• **WHAT TO PRODUCE**:
Write out the lines below again, substituting "tulip" for every occurrence of "poppy" and keeping everything else the same. Leave the pictures out of your answer.

── SUPPLIED RECORDS

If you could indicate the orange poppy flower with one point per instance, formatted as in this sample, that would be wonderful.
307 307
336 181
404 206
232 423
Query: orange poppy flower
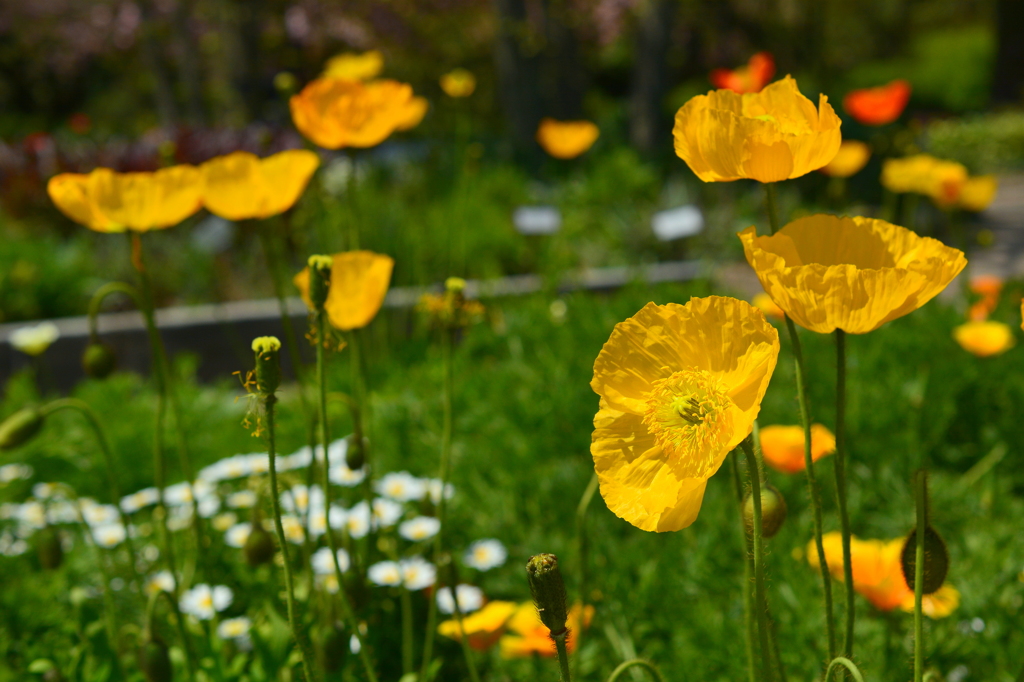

────

• **TASK RESPONSE**:
If you could indicate the orange tulip flower with one point per instance, formatted as in this sample, that would be wonderful.
307 307
336 181
404 206
232 423
Query: orange tulip flower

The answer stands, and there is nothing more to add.